━━ Extracted information

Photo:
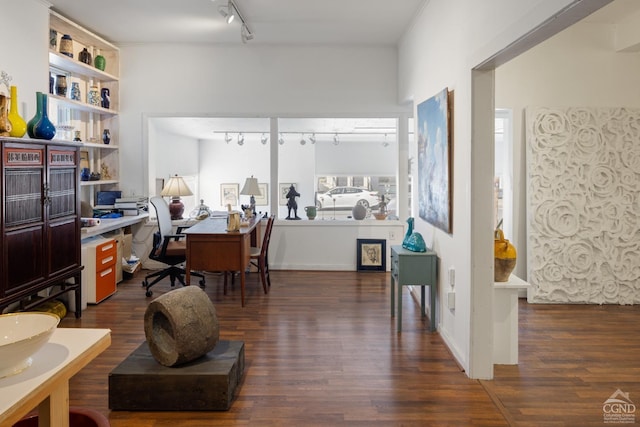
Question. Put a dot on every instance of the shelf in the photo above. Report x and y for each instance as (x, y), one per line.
(99, 145)
(100, 182)
(82, 106)
(77, 68)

━━━━

● Instructions to follow
Rescale the rows above by repeating every line, requests included, with each point coordinate in the answers multiplied by 2.3 and rounded to the nearest whole number (halves round up). Omit the pictures from the output.

● Exercise solution
Photo:
Question. Put a dot on every instance of the shelf in the photo above. Report x and y for each instance as (x, y), one per line.
(228, 334)
(230, 419)
(189, 244)
(177, 156)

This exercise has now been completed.